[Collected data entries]
== == ==

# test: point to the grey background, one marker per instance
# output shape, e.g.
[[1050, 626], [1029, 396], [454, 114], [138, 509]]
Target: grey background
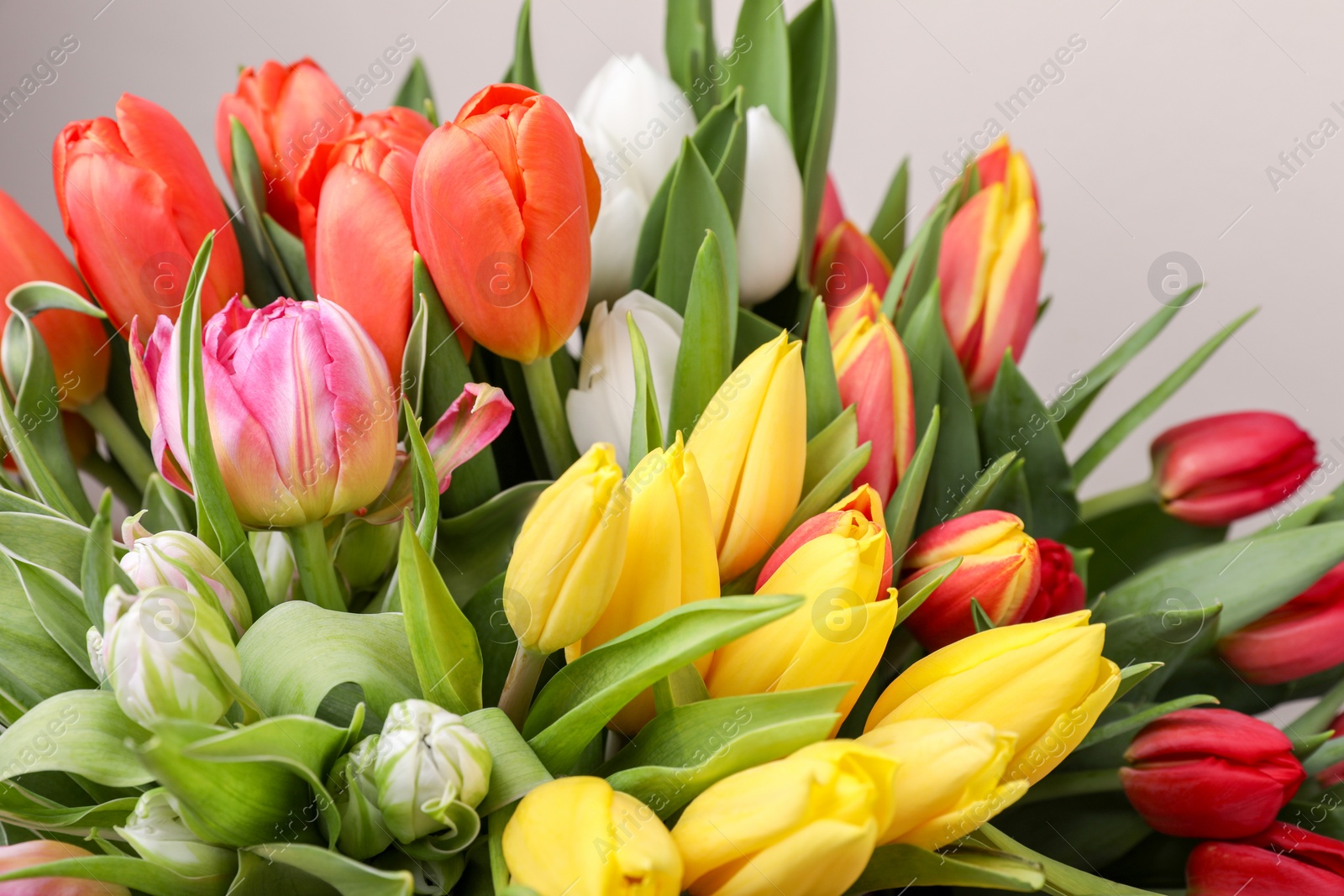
[[1156, 140]]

== == ==

Please reproduce the lines exactly from the one containing "[[1050, 626], [1029, 396], [454, 114], [138, 509]]" through the last line of the data above, and keep the pictures out.

> _Answer for the task_:
[[1050, 626], [1029, 396], [454, 114], [138, 509]]
Target: grey background
[[1156, 140]]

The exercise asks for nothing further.